§ **Do this**: Copy the rows from the line with "# test: locate the barn" through the end of the rows, swapping "wire fence" for "wooden fence" and changing nothing else.

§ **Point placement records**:
>> BEGIN
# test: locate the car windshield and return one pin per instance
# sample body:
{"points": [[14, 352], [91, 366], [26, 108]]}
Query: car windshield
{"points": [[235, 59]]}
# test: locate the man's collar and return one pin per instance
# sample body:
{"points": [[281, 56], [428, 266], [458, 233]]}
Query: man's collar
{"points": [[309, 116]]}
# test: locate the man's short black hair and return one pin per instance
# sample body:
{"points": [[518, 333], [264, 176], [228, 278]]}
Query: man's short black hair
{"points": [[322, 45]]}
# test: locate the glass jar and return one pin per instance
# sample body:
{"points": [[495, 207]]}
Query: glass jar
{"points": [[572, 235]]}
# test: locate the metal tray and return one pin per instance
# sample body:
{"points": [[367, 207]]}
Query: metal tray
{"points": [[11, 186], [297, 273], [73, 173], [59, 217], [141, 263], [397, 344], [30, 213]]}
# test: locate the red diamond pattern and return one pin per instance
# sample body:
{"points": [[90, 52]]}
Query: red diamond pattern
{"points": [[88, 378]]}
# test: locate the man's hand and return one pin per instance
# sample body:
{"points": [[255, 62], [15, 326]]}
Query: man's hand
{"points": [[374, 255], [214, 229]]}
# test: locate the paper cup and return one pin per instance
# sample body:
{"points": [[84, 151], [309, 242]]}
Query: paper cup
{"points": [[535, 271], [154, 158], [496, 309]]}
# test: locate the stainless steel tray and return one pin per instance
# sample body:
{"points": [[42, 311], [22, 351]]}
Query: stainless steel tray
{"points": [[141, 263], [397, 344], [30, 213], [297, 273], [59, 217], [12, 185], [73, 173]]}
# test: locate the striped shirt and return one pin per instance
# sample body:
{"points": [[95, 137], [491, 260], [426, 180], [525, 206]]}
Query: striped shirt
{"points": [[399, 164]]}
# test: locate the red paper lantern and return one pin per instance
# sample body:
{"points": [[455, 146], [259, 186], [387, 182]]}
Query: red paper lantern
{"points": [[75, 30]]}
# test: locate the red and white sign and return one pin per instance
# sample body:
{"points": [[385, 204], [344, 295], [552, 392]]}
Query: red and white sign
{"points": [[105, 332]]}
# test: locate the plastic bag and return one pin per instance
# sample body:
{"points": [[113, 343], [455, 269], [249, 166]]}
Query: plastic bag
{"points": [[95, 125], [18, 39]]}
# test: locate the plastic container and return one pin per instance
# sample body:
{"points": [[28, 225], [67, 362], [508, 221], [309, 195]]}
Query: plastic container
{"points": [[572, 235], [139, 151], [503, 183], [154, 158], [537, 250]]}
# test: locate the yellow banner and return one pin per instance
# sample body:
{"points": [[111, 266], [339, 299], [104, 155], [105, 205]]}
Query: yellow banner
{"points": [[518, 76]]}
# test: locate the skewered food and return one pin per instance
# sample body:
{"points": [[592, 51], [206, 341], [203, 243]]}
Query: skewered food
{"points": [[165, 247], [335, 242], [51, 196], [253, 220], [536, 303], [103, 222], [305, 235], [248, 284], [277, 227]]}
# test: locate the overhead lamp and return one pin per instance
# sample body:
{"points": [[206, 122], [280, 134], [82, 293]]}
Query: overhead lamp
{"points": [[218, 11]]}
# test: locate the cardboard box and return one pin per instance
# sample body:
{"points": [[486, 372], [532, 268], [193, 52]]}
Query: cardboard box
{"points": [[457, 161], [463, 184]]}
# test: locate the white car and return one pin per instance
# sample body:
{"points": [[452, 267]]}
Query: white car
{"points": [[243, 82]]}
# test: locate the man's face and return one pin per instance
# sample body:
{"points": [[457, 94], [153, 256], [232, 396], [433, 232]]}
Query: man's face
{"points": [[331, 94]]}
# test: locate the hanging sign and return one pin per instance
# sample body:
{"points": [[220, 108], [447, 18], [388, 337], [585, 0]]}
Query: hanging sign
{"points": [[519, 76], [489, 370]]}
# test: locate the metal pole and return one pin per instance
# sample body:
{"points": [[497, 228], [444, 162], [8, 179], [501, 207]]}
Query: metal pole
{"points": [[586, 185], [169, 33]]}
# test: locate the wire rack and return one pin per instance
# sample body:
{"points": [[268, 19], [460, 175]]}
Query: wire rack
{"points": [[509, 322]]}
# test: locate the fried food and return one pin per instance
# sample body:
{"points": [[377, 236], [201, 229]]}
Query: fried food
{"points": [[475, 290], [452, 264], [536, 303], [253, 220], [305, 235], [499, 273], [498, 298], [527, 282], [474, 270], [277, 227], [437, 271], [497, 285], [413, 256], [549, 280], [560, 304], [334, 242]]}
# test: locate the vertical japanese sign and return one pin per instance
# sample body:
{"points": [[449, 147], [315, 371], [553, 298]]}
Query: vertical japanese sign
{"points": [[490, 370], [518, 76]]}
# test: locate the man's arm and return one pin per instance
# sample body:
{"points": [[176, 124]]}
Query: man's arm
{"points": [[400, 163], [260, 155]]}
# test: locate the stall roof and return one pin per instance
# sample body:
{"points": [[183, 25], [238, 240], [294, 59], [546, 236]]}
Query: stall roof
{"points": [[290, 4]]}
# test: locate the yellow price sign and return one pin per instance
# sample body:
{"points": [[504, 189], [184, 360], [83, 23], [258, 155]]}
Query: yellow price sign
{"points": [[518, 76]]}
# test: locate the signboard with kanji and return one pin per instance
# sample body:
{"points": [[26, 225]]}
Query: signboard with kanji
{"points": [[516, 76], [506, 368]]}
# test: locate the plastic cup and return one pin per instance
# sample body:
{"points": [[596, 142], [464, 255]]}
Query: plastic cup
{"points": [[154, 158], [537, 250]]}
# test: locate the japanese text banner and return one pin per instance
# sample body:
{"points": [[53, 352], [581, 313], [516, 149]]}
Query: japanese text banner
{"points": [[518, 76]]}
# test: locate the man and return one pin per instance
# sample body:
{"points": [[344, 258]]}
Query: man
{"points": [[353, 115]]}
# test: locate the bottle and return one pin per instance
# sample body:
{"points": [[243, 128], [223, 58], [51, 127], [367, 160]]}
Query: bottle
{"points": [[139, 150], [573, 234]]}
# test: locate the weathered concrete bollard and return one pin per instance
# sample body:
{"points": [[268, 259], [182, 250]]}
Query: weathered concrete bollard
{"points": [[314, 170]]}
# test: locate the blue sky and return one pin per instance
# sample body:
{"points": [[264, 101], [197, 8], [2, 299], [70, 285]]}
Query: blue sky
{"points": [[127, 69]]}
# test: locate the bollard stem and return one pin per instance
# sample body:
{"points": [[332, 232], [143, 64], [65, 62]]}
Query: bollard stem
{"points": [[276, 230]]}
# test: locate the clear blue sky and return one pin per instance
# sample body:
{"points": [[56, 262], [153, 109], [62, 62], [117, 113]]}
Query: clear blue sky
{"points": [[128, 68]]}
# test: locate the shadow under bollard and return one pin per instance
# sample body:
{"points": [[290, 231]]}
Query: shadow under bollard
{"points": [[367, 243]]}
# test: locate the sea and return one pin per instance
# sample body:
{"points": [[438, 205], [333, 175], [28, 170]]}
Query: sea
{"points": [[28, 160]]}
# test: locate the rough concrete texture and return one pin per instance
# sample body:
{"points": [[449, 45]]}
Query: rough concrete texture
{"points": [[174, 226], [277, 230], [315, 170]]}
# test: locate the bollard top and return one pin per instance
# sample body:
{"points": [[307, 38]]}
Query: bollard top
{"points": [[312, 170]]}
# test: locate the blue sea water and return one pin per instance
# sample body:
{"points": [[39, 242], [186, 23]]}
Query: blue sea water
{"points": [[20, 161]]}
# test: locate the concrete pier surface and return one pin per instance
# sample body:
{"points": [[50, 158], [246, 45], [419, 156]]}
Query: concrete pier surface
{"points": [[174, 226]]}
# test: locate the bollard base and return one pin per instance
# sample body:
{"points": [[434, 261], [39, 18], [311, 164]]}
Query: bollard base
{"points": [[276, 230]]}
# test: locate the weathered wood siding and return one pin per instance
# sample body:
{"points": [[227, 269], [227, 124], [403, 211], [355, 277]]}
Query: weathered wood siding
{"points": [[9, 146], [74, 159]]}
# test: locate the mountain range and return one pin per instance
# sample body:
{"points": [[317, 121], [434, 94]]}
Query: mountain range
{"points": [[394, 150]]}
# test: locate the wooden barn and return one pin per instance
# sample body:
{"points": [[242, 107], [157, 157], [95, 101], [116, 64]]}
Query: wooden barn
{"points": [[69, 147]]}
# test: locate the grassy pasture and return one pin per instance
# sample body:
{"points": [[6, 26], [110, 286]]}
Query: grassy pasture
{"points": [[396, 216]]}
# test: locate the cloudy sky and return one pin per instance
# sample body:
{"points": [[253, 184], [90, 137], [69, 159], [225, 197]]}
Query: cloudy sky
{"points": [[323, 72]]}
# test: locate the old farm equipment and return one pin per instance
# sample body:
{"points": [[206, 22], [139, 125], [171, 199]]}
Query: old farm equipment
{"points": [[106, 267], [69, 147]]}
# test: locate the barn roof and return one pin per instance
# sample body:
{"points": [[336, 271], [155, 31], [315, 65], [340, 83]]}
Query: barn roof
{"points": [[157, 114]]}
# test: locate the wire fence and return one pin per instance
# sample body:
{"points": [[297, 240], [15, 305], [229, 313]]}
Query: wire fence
>> END
§ **Problem solution**:
# test: locate the barn roof and return one pin per instance
# sample body:
{"points": [[336, 271], [155, 31], [315, 65], [340, 83]]}
Query: barn roof
{"points": [[157, 114]]}
# test: locate the wooden fence and return one pin per instance
# sample body:
{"points": [[297, 240], [15, 305], [229, 313]]}
Query: wooden fence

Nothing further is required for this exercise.